**About this task:** Quote the column word for word, from "Another year is" up to and including "is another matter.".

**Excerpt:**
____
Another year is speeding through the trees


Bringing down leaves….

A week or so earlier, guest columnist Bob Couch of Easthampton made reference to Jack Kennedy’s book, “Profiles in Courage” to buffer his position that American’s aren’t safe in their homes from ‘Gestapo like” raids. His views deserve a place on the Gazette’s Opinion Page, but whether they’ll stand up to scrutiny is another matter. 

The Oath Keeper’s friend, Roger Stone, is nobody’s ideal of a great American. A search, like at Mar-a-Lago, must be unsettling when it happens.

Notably, a judge has to approve a Federal Warrant first.  

I agreed with Senator Jack Kennedy’s argument that elected office holders should bravely call out liars even if  it means losing their House seat. Couch may have been thinking about Representatives Adam Kinzinger and  Liz Chaney being drummed out of the GOP, but I doubt it. 

I confess to harboring assumptions, even worrying, about how my GOP/Trumpian democracy opposites are thinking. I laughed when Kareem Abdul-Jabbar chastised Kyrie Irving for posting and praising an Alex Jones “New world order” video, and costing himself millions by refusing Covid-19 vaccine mandates. Kareem on Kyrie’s thought process: “what happens when our educational system fails.” 

The city of Northampton was bipartisan when my Irish born dad became mayor in 1954, serving three terms, cautioning, “We can disagree without being disagreeable.” Taking dad as my guide, I daily wonder why, “THE BIG LIE,” has taken hold with good people like my fellow columnist from Easthampton.         

Harvard’s Robert D. Putnam is a Research Professor of Public Policy. He’s an author of fifteen books on how America has changed during the last hundred years. 

In 2000, “Bowling Alone: The Collapse and Revival of American Community” noted that American’s were losing interest in belonging to societies that had for generations defined a communities image of itself. 

In contrast, my sixty-two years in Northampton had the feel of common purpose. Politician’s clashed, businesses competed, but we tended to believe in each other’s basic goodness. Why not now?

Putnam’s “The Upswing,” 2020, updates many of his earlier studies by addressing four key topics: Economics, Politics, Society and Culture. 

In one way or another, Americans born in the 20th century dealt with all four topics. American history is marred by too many wars. No one born in the 1930s lived a dull life. Our parents would be called, “The Greatest Generation;” their children rode the tide of a mid-century economic boom. Education spread when public high schools became the norm. WWII kicked the economy into gear, Korea followed–and nobody wanted to look back at hard times. 

My St Michael’s class year was special. The Sisters of St. Joseph told us how lucky we were to graduate in 1950, a Holy Year. During the next one, 2000, we joined Ed and Mary McMahon for a trip to Rome. Our faith was strong with good memories. Clerical scandals then safely in the future. Ed and I worked in Democratic political campaigns.
____
Natural language region descriptions
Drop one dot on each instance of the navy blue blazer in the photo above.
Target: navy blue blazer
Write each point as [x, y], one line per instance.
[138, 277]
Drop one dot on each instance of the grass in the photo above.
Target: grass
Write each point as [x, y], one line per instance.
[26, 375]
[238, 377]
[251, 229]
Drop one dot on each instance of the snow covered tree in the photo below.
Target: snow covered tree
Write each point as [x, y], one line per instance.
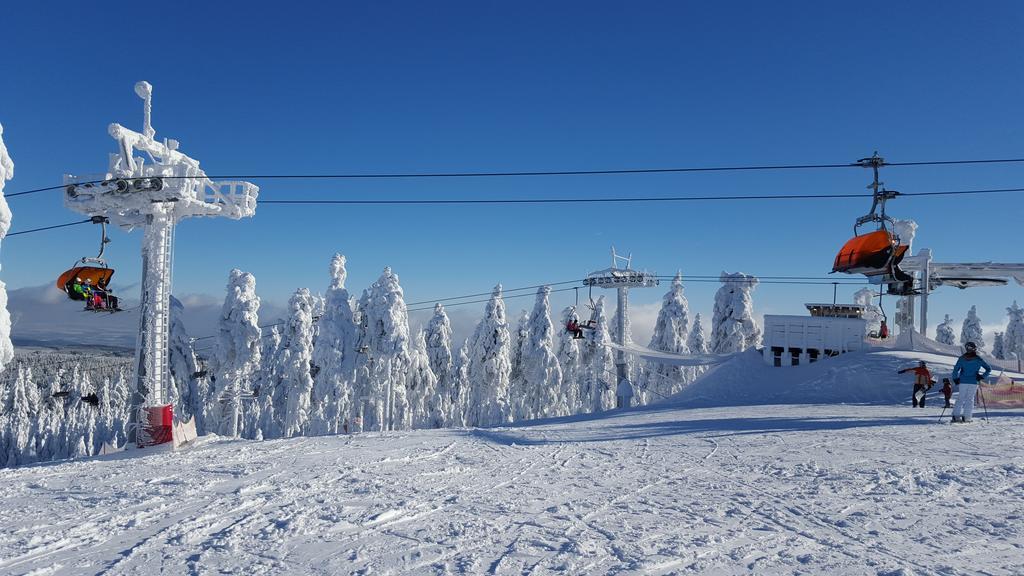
____
**Your solution:**
Another year is speeding through the trees


Bringing down leaves….

A week or so earlier, guest columnist Bob Couch of Easthampton made reference to Jack Kennedy’s book, “Profiles in Courage” to buffer his position that American’s aren’t safe in their homes from ‘Gestapo like” raids. His views deserve a place on the Gazette’s Opinion Page, but whether they’ll stand up to scrutiny is another matter.